ENTRIES:
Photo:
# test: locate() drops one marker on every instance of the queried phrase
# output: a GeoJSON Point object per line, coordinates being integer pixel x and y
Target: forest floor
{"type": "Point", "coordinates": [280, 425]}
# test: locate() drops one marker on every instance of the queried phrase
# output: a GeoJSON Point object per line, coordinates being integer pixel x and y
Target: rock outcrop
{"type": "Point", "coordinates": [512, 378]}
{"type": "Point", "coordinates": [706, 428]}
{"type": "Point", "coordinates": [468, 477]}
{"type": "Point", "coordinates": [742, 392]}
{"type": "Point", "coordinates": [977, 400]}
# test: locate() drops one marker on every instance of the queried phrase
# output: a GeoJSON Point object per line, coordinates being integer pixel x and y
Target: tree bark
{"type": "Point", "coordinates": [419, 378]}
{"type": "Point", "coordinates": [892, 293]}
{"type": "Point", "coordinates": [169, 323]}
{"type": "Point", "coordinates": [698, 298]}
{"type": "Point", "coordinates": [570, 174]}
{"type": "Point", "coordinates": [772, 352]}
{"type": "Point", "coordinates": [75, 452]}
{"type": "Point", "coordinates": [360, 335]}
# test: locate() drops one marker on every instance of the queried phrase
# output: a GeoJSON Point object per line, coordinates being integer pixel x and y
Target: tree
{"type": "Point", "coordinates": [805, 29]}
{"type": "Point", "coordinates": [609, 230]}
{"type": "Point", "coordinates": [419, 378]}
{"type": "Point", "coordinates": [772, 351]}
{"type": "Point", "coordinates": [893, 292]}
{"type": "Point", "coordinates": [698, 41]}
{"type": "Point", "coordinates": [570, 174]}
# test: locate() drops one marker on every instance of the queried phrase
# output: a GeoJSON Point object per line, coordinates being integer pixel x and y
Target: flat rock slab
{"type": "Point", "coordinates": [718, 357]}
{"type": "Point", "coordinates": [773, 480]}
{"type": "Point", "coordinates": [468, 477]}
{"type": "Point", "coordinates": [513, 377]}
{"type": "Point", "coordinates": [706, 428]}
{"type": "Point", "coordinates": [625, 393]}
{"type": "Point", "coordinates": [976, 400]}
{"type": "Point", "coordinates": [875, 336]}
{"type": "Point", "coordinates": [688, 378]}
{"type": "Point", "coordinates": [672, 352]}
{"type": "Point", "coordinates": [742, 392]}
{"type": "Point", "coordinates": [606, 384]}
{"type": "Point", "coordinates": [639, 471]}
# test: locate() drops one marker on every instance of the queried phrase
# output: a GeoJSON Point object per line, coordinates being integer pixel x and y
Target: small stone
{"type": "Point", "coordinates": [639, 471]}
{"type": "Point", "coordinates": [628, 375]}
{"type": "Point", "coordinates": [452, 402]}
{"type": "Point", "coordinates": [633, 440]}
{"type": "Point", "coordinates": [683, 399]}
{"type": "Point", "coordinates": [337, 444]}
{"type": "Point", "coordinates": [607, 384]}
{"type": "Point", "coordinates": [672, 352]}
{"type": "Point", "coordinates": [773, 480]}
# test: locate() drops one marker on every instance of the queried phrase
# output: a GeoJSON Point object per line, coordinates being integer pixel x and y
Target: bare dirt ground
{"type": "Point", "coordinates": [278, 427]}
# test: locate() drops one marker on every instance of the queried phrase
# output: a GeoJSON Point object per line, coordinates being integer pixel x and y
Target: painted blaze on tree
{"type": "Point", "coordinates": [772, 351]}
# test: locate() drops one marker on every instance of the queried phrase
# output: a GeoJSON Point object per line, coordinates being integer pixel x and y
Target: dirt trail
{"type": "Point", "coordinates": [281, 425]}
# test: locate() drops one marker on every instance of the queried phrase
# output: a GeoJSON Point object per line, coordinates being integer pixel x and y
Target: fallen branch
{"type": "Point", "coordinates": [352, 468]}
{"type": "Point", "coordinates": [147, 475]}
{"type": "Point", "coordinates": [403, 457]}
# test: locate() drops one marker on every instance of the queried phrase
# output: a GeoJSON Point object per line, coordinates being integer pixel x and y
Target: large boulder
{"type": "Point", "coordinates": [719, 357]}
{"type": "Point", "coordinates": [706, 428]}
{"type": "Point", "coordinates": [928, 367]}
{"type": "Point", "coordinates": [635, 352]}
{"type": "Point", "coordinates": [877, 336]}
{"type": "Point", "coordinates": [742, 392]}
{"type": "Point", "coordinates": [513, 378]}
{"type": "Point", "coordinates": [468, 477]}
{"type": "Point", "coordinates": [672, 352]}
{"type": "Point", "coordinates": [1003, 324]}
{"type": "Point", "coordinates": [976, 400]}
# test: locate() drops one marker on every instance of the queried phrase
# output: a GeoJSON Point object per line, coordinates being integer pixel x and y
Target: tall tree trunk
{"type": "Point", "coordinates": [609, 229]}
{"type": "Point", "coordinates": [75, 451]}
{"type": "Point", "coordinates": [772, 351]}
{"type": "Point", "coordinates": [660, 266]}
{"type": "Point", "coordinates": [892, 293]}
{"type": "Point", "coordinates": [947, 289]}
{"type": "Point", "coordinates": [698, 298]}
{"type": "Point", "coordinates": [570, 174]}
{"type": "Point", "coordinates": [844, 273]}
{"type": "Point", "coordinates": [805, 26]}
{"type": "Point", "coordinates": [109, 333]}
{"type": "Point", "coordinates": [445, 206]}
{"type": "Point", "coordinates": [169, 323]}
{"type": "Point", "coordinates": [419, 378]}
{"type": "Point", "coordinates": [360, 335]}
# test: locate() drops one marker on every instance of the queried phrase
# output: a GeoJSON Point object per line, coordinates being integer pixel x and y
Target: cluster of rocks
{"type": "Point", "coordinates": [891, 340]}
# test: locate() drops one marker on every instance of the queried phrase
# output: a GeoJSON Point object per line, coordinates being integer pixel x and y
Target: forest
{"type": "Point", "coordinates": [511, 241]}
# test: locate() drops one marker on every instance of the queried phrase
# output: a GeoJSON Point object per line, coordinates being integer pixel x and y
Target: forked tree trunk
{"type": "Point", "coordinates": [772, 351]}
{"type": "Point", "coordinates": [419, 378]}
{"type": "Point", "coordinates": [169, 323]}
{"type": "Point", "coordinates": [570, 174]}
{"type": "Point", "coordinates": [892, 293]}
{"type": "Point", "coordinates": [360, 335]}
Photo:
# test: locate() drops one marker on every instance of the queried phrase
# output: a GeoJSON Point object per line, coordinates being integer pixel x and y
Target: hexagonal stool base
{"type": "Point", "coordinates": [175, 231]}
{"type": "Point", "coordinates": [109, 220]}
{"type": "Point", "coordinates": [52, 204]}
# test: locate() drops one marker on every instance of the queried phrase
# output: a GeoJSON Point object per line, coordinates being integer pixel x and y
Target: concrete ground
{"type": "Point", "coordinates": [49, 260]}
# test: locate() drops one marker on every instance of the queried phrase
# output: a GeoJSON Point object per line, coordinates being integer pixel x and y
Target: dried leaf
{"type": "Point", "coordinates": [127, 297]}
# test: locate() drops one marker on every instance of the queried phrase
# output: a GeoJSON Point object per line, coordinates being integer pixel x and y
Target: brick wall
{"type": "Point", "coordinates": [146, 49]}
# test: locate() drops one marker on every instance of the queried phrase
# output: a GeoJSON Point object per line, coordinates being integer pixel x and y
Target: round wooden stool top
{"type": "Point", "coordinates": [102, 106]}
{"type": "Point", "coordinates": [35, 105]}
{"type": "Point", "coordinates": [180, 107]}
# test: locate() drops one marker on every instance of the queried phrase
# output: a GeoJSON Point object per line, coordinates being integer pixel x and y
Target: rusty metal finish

SHORT PROBLEM:
Print the records above in full, exactly.

WRITTEN ANSWER:
Photo:
# test: locate() drops one marker on every instance of the queried phrase
# output: a GeoJSON Point object per line, coordinates being integer pixel x and y
Target: forest floor
{"type": "Point", "coordinates": [280, 425]}
# test: locate() drops one marker on every instance of the queried phrase
# output: a GeoJSON Point object per line, coordinates being integer pixel x and y
Target: rock outcrop
{"type": "Point", "coordinates": [512, 378]}
{"type": "Point", "coordinates": [706, 428]}
{"type": "Point", "coordinates": [468, 477]}
{"type": "Point", "coordinates": [742, 392]}
{"type": "Point", "coordinates": [977, 400]}
# test: locate() drops one marker on every instance of the queried phrase
# output: a GeoJSON Point object per line, coordinates being integer pixel x and y
Target: tree bark
{"type": "Point", "coordinates": [419, 378]}
{"type": "Point", "coordinates": [892, 293]}
{"type": "Point", "coordinates": [169, 323]}
{"type": "Point", "coordinates": [698, 298]}
{"type": "Point", "coordinates": [570, 174]}
{"type": "Point", "coordinates": [772, 352]}
{"type": "Point", "coordinates": [75, 452]}
{"type": "Point", "coordinates": [360, 335]}
# test: locate() drops one marker on every instance of the queried phrase
# output: a GeoJSON Point object per line, coordinates being integer pixel x and y
Target: tree
{"type": "Point", "coordinates": [805, 29]}
{"type": "Point", "coordinates": [609, 230]}
{"type": "Point", "coordinates": [419, 378]}
{"type": "Point", "coordinates": [772, 351]}
{"type": "Point", "coordinates": [893, 292]}
{"type": "Point", "coordinates": [698, 41]}
{"type": "Point", "coordinates": [570, 174]}
# test: locate() drops one marker on every instance of the queried phrase
# output: a GeoJSON Point object per line, coordinates being integer pixel x and y
Target: flat rock slab
{"type": "Point", "coordinates": [718, 357]}
{"type": "Point", "coordinates": [773, 480]}
{"type": "Point", "coordinates": [468, 477]}
{"type": "Point", "coordinates": [513, 377]}
{"type": "Point", "coordinates": [706, 428]}
{"type": "Point", "coordinates": [625, 393]}
{"type": "Point", "coordinates": [976, 400]}
{"type": "Point", "coordinates": [875, 336]}
{"type": "Point", "coordinates": [688, 378]}
{"type": "Point", "coordinates": [672, 352]}
{"type": "Point", "coordinates": [742, 392]}
{"type": "Point", "coordinates": [606, 384]}
{"type": "Point", "coordinates": [639, 471]}
# test: locate() drops one marker on every instance of the queried phrase
# output: a GeoJSON Point object per line, coordinates being integer pixel x and y
Target: small stone
{"type": "Point", "coordinates": [639, 471]}
{"type": "Point", "coordinates": [628, 375]}
{"type": "Point", "coordinates": [452, 402]}
{"type": "Point", "coordinates": [633, 440]}
{"type": "Point", "coordinates": [683, 399]}
{"type": "Point", "coordinates": [337, 444]}
{"type": "Point", "coordinates": [607, 384]}
{"type": "Point", "coordinates": [672, 352]}
{"type": "Point", "coordinates": [773, 480]}
# test: locate() drops one marker on every instance of the queried phrase
# output: a GeoJSON Point object per line, coordinates being integer pixel x and y
Target: bare dirt ground
{"type": "Point", "coordinates": [278, 427]}
# test: locate() drops one marker on every instance of the queried phrase
# output: a GeoJSON Point object per line, coordinates being integer pixel x and y
Target: painted blaze on tree
{"type": "Point", "coordinates": [772, 351]}
# test: locate() drops one marker on every instance of the queried phrase
# output: a GeoJSON Point object per line, coordinates being integer pixel x and y
Target: dirt trail
{"type": "Point", "coordinates": [281, 425]}
# test: locate() drops one marker on every instance of the queried phrase
# output: a GeoJSON Point object per line, coordinates being integer pixel x and y
Target: fallen branch
{"type": "Point", "coordinates": [352, 468]}
{"type": "Point", "coordinates": [147, 475]}
{"type": "Point", "coordinates": [403, 457]}
# test: locate() drops one marker on every instance of the queried phrase
# output: a GeoJSON Point object per line, coordinates being integer pixel x and y
Target: large boulder
{"type": "Point", "coordinates": [719, 357]}
{"type": "Point", "coordinates": [706, 428]}
{"type": "Point", "coordinates": [928, 367]}
{"type": "Point", "coordinates": [635, 352]}
{"type": "Point", "coordinates": [877, 336]}
{"type": "Point", "coordinates": [742, 392]}
{"type": "Point", "coordinates": [513, 378]}
{"type": "Point", "coordinates": [468, 477]}
{"type": "Point", "coordinates": [672, 352]}
{"type": "Point", "coordinates": [1003, 324]}
{"type": "Point", "coordinates": [976, 400]}
# test: locate() drops one marker on every instance of the queried phrase
# output: a GeoJSON Point object per line, coordinates being integer pixel x and y
Target: tall tree trunk
{"type": "Point", "coordinates": [609, 229]}
{"type": "Point", "coordinates": [75, 451]}
{"type": "Point", "coordinates": [772, 351]}
{"type": "Point", "coordinates": [660, 266]}
{"type": "Point", "coordinates": [892, 293]}
{"type": "Point", "coordinates": [947, 289]}
{"type": "Point", "coordinates": [698, 298]}
{"type": "Point", "coordinates": [570, 174]}
{"type": "Point", "coordinates": [844, 273]}
{"type": "Point", "coordinates": [805, 26]}
{"type": "Point", "coordinates": [109, 333]}
{"type": "Point", "coordinates": [445, 206]}
{"type": "Point", "coordinates": [169, 323]}
{"type": "Point", "coordinates": [419, 378]}
{"type": "Point", "coordinates": [360, 335]}
# test: locate() drops one marker on every instance of the queried phrase
# output: a GeoJSON Point object per line, coordinates being integer pixel x and y
Target: cluster of rocks
{"type": "Point", "coordinates": [891, 340]}
# test: locate() drops one marker on every instance of the queried phrase
# output: a GeoJSON Point object per line, coordinates being integer pixel x and y
Target: forest
{"type": "Point", "coordinates": [511, 241]}
# test: locate() drops one marker on every instance of the queried phrase
# output: a GeoJSON Point object per line, coordinates being integer pixel x and y
Target: forked tree trunk
{"type": "Point", "coordinates": [772, 351]}
{"type": "Point", "coordinates": [419, 378]}
{"type": "Point", "coordinates": [169, 323]}
{"type": "Point", "coordinates": [570, 174]}
{"type": "Point", "coordinates": [892, 293]}
{"type": "Point", "coordinates": [360, 335]}
Photo:
# test: locate() drops one marker on every instance of the queried phrase
# output: a GeoJSON Point object per line, coordinates being integer pixel x and y
Target: hexagonal stool base
{"type": "Point", "coordinates": [175, 231]}
{"type": "Point", "coordinates": [109, 220]}
{"type": "Point", "coordinates": [52, 204]}
# test: locate() drops one marker on every instance of the queried phrase
# output: a GeoJSON Point object per line, coordinates being integer pixel x and y
Target: concrete ground
{"type": "Point", "coordinates": [49, 260]}
# test: locate() drops one marker on every instance of the queried phrase
# output: a GeoJSON Point object per line, coordinates being integer pixel x and y
Target: dried leaf
{"type": "Point", "coordinates": [127, 297]}
# test: locate() drops one marker on every instance of the queried phrase
# output: a GeoJSON Point object per line, coordinates being integer pixel x and y
Target: brick wall
{"type": "Point", "coordinates": [146, 49]}
# test: locate() drops one marker on every instance of the queried phrase
# output: a GeoJSON Point object per line, coordinates being integer pixel x and y
Target: round wooden stool top
{"type": "Point", "coordinates": [102, 106]}
{"type": "Point", "coordinates": [35, 105]}
{"type": "Point", "coordinates": [180, 107]}
# test: locate() drops one marker on every instance of the queried phrase
# output: a GeoJSON Point object per line, coordinates being integer pixel x and y
Target: rusty metal finish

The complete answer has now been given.